___ Passage ___
The net proceeds from the PIPE Financing and Business Combination, totaled $20.2 million.
Notes to Condensed Consolidated Interim Financial Statements (Unaudited)
The following table presents the total Apollomics common stock outstanding immediately after the closing of the Business Combination:
| Number of Shares | |||
| Exchange of Maxpro Class A common stock for post-closing Apollomics Class A ordinary shares | 490,025 | ||
| Exchange of Maxpro Class B common stock for post-closing Apollomics Class A ordinary shares | 2,587,500 | ||
| Exchange of Maxpro Class A common stock subject to possible redemption that was not redeemed for post-closing Apollomics Class A ordinary shares | 79,940 | ||
| Issuance of post-closing Apollomics Class A ordinary shares to Maxpro Sponsor in connection with conversion of a convertible promissory note | 155,250 | ||
| Subtotal - Business Combination, net of redemptions | 3,312,715 | ||
| Issuance of post-closing Apollomics Class B ordinary shares to PIPE Investors | 230,000 | ||
| Conversion of pre-closing Apollomics convertible preferred shares (converted into pre-closing Apollomics ordinary shares prior to the Business Combination) into Post-Closing Apollomics Ordinary Shares | 54,420,964 | ||
| Issuance of Post-Closing Apollomics Ordinary Shares in connection with the Business Combination due to exercise of pre-closing Apollomics stock options prior to the Business Combination | 31,240 | ||
| Total - Post-Closing Apollomics Ordinary Shares outstanding as a result of Business Combination, PIPE Financing, conversion of pre-closing Apollomics convertible preferred shares into Post-Closing Apollomics Ordinary Shares, and issuance of shares upon Closing due to pre-Closing exercise of stock options (note i) | 57,994,919 |
Note i: In addition to the 57,994,919 shares specified above, the following shares were included in the total 89,480,804 Post-Closing Apollomics Ordinary Shares outstanding as of June 30, 2023 on the consolidated statement of changes in stockholders' deficit (of the total Post-Closing Apollomics Ordinary Shares outstanding, 80,383,133 were class A ordinary shares and 9,097,671 were class B ordinary shares): 1) 28,800,932 Post-Closing Apollomics Ordinary Shares were outstanding as a result of the exchange of all Pre-Closing Apollomics Ordinary Shares outstanding as of December 31, 2022 at the Exchange Ratio 2) 2,668,750 Post-Closing Apollomics Ordinary Shares were outstanding as a result of the conversion of Post-Closing Apollomics Series A Preferred Shares into Post-Closing Apollomics Class A Ordinary Shares in May 2023 at a conversion ratio of 1 to 1.25 3) 16,202 Post-Closing Apollomics Ordinary Shares were outstanding as a result of the exercise of stock options in April 2023.
___
**Brief 1**: Summarize the Apollomics share note in two sentences.
**Brief 2**: Transcribe the stretch of the Apollomics share note from "The net proceeds" through "Financial Statements (Unaudited)".
The records placed after this text bear no relation to it.
___ Entries provided ___
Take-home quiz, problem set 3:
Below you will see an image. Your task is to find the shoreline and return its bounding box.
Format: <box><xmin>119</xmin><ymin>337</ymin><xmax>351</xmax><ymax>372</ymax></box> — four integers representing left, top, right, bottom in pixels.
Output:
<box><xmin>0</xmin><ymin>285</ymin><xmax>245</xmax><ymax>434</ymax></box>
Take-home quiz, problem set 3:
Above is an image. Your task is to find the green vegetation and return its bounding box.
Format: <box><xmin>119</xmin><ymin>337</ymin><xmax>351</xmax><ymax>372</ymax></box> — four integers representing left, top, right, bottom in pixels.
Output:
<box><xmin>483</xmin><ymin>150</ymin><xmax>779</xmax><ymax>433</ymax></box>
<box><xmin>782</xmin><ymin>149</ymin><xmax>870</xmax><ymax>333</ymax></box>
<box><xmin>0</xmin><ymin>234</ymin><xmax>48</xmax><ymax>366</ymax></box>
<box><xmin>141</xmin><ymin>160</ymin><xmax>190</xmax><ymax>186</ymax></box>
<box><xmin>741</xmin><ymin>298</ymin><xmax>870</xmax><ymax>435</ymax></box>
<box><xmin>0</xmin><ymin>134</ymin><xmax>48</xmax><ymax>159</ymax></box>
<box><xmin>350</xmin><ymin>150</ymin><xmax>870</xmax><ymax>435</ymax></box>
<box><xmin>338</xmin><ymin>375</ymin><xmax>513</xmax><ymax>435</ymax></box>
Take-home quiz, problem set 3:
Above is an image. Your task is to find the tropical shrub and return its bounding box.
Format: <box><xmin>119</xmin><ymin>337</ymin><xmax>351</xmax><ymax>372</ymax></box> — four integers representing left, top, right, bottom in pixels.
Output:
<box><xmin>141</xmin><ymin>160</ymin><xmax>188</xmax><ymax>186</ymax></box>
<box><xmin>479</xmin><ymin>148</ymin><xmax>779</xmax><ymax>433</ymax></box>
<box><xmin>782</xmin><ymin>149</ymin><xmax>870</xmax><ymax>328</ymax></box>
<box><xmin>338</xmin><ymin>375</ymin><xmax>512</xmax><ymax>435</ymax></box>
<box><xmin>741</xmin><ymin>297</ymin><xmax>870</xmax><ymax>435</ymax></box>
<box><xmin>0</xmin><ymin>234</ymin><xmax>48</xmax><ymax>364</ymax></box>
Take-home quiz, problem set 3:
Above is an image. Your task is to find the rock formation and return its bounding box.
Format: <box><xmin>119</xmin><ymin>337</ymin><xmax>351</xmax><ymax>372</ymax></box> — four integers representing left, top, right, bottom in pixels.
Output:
___
**Complete output 1**: Net proceeds from the PIPE Financing and Business Combination totaled $20.2 million, and 57,994,919 Post-Closing Apollomics Ordinary Shares were outstanding as a result of the Business Combination, the PIPE Financing, the conversion of pre-closing convertible preferred shares, and the issuance of shares for pre-closing option exercises. With additional shares from the exchange of Pre-Closing Apollomics Ordinary Shares, the May 2023 conversion of Series A Preferred Shares, and April 2023 stock option exercises, 89,480,804 Post-Closing Apollomics Ordinary Shares were outstanding as of June 30, 2023.

**Complete output 2**:
The net proceeds from the PIPE Financing and Business Combination, totaled $20.2 million.
Notes to Condensed Consolidated Interim Financial Statements (Unaudited)